*TEXT PASSAGE*:
=-=-=-=-=
Saturday, December 22, 2007

Why Plum Pudding Isn't Medieval


For the past few years I've been making a traditional plum pudding at Christmastime. The recipe I use is a sort of average of the one from the Better Homes cookbook, and several that I found online. This year, as I was mixing it up and putting it into the pudding mold, I was musing over how medieval the recipe seemed.




Plum Pudding
(Not Medieval)



First, it's a holiday recipe that contains lots of dried fruits and spices. This is typical of a lot of medieval dishes, where imported fruits and spices served both to excite the palate and to blatantly advertise how wealthy the host was. Also, the general form of the dish - a boiled pudding - is in itself very typical of the middle ages. A prime example is Wastels Yfarced, a recipe where a bread crust is hollowed out, the crumb is mixed with eggs, currants, and spices, is put back into the crust, and then the whole thing is boiled. Add to this dishes like haggis, and some "sausages" where often little or no meat is used, and the filling is stuffed into an animal stomach or intestines and boiled.
=-=-=-=-=
*DATA SEGMENT*:

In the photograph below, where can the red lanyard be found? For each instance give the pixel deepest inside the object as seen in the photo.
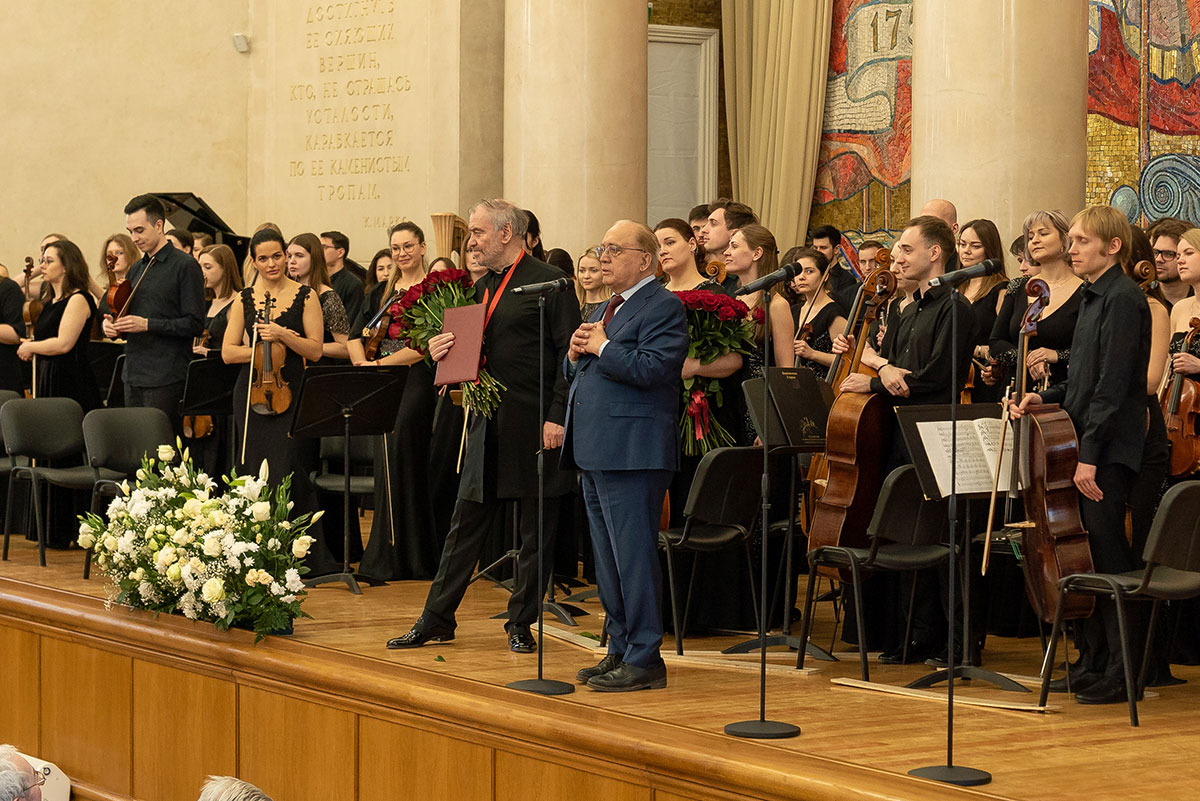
(499, 290)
=-=-=-=-=
*YOUR TASK*:
According to the plum pudding post, why did many medieval dishes include imported fruits and spices? Answer in one to three sentences. Work from the plum pudding post and nothing else.

*OUTPUT FOR THIS EXERCISE*:
The imported fruits and spices did two jobs. They excited the palate, and they openly showed off how wealthy the host was.